* _WHAT YOU SHOULD DO_
Could you restate all of the entries, word for word?

* _THE RECORDS_
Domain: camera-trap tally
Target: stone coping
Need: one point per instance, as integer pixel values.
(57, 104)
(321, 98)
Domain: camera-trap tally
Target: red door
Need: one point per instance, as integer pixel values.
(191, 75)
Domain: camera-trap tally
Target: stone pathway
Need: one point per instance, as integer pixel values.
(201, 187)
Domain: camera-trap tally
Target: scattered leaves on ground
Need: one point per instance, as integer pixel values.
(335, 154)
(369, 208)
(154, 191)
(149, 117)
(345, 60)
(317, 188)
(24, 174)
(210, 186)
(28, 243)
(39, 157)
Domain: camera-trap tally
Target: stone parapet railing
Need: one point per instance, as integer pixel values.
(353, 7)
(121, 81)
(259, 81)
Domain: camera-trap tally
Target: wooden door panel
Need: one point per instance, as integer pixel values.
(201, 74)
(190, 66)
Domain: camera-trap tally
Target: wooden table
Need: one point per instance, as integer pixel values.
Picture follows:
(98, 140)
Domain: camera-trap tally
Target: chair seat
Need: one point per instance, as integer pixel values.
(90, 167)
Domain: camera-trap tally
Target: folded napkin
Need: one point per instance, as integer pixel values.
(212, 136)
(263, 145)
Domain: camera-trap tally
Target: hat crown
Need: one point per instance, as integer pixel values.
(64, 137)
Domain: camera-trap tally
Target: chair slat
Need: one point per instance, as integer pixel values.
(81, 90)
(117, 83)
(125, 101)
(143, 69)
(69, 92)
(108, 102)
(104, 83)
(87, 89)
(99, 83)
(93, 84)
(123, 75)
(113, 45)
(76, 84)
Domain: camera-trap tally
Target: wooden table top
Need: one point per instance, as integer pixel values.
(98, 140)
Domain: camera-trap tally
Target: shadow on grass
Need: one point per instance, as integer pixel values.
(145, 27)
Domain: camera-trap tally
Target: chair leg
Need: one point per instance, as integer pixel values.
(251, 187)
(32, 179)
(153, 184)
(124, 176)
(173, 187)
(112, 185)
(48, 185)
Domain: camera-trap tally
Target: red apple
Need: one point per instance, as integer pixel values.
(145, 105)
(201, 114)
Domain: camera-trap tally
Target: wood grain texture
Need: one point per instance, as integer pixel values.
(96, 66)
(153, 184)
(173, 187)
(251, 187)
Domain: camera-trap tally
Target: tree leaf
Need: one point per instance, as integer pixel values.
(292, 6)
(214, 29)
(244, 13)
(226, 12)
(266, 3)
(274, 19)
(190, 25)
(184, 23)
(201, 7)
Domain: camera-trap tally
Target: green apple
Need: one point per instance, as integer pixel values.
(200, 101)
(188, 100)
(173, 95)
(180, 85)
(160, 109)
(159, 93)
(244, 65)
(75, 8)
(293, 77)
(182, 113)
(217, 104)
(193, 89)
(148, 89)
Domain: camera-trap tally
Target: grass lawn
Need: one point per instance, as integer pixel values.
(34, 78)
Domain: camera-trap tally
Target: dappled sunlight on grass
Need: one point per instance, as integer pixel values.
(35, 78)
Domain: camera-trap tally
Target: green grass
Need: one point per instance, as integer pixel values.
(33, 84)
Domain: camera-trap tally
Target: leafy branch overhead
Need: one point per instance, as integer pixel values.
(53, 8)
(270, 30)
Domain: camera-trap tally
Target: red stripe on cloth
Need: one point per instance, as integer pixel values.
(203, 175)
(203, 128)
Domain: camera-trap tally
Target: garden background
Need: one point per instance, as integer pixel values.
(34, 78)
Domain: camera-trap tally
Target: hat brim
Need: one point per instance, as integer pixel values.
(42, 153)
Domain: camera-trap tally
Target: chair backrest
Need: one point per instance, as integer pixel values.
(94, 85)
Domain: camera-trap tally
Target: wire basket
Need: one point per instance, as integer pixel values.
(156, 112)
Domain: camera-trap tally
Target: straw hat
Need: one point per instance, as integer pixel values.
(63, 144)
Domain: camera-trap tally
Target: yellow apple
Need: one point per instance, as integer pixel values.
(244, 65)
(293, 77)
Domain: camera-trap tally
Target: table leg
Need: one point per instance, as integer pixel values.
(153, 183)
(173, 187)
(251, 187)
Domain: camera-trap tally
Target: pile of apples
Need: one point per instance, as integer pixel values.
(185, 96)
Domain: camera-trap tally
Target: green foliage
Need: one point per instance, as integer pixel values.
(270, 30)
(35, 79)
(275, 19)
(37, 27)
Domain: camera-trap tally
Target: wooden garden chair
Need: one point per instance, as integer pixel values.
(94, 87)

* _FINAL ANSWER_
Domain: camera-trap tally
Target: stone coping
Need: one point per instance, as integer pixel values.
(57, 104)
(321, 98)
Domain: camera-trap tally
Target: red door
Need: one point per instance, as integer pixel values.
(191, 75)
Domain: camera-trap tally
Target: stone pathway
Need: one point per instance, as integer pixel values.
(201, 187)
Domain: camera-trap tally
Target: scattered leaves on ground
Need: one point per instance, as integer pixel values.
(335, 154)
(369, 208)
(154, 191)
(149, 117)
(345, 60)
(317, 188)
(24, 174)
(210, 186)
(28, 243)
(39, 157)
Domain: camera-trap tally
Target: stone parapet railing
Need: one point per instance, as integer pixel values.
(353, 7)
(121, 81)
(259, 81)
Domain: camera-trap tally
Target: wooden door panel
Need: one point per instance, as integer pixel values.
(201, 74)
(190, 66)
Domain: camera-trap tally
Target: wooden table
Need: one point per instance, as integer pixel values.
Picture follows:
(98, 140)
Domain: camera-trap tally
Target: chair seat
Need: one point per instance, as integer pixel values.
(90, 167)
Domain: camera-trap tally
Target: folded napkin
Need: one point per instance, as integer pixel values.
(212, 136)
(263, 145)
Domain: camera-trap tally
Target: hat crown
Need: one point per instance, as integer pixel values.
(64, 137)
Domain: camera-trap tally
Target: chair slat
Need: one point per instance, as integer pixel values.
(81, 90)
(117, 83)
(125, 101)
(143, 69)
(69, 92)
(108, 102)
(104, 83)
(87, 89)
(99, 83)
(93, 84)
(123, 75)
(113, 45)
(76, 84)
Domain: camera-trap tally
Target: wooden table top
Need: one point per instance, as integer pixel values.
(98, 140)
Domain: camera-trap tally
Target: shadow on grass
Need: one point per instance, as integer pixel values.
(145, 27)
Domain: camera-trap tally
Target: chair leg
Need: one point per instance, as integer pixel values.
(251, 187)
(32, 179)
(153, 184)
(124, 176)
(173, 187)
(112, 185)
(48, 185)
Domain: camera-trap tally
Target: red apple
Need: one point per instance, as integer pixel values.
(145, 105)
(201, 114)
Domain: camera-trap tally
Target: wood grain texture
Need: one point per instance, as integer pixel values.
(96, 66)
(153, 184)
(173, 187)
(251, 187)
Domain: camera-trap tally
Target: tree leaf
Need: one point per instance, as integer pixel values.
(292, 6)
(214, 29)
(244, 13)
(226, 12)
(266, 3)
(274, 19)
(190, 25)
(184, 23)
(201, 7)
Domain: camera-trap tally
Target: green apple
Need: one point per instance, as integer pixel values.
(200, 101)
(188, 100)
(173, 95)
(180, 85)
(160, 109)
(159, 93)
(244, 65)
(75, 8)
(293, 77)
(182, 113)
(217, 104)
(193, 89)
(148, 89)
Domain: camera-trap tally
Target: grass lawn
Need: one point per instance, as integer pixel values.
(34, 78)
Domain: camera-trap tally
Target: dappled sunlight on grass
Need: one point per instance, as integer pixel values.
(35, 78)
Domain: camera-trap tally
Target: green grass
Need: one point per instance, as integer pixel values.
(33, 84)
Domain: camera-trap tally
Target: leafy branch overhead
Need: one point per instance, as integer pixel values.
(53, 8)
(270, 30)
Domain: camera-trap tally
Target: red stripe on cloth
Need: one point per instance, as integer pixel values.
(203, 175)
(203, 128)
Domain: camera-trap tally
Target: garden background
Need: one point per instance, as integer pixel values.
(34, 78)
Domain: camera-trap tally
Target: hat brim
Need: one point per instance, as integer pixel values.
(42, 153)
Domain: camera-trap tally
Target: chair backrest
Need: one point per instance, as integer pixel values.
(94, 85)
Domain: camera-trap tally
Target: wire basket
Need: one point per instance, as integer pixel values.
(156, 112)
Domain: camera-trap tally
Target: straw hat
Need: one point per instance, as integer pixel values.
(63, 144)
Domain: camera-trap tally
Target: yellow apple
Need: one point per instance, as integer pixel values.
(244, 65)
(293, 77)
Domain: camera-trap tally
Target: table leg
Need: one point per instance, as integer pixel values.
(153, 183)
(173, 187)
(251, 187)
Domain: camera-trap tally
Target: pile of apples
Need: one point per instance, as integer pixel values.
(185, 96)
Domain: camera-trap tally
Target: green foliage
Need: one point per instance, as integer pixel values.
(270, 30)
(35, 79)
(275, 19)
(37, 27)
Domain: camera-trap tally
Target: wooden garden chair
Need: one point per instance, as integer pixel values.
(94, 87)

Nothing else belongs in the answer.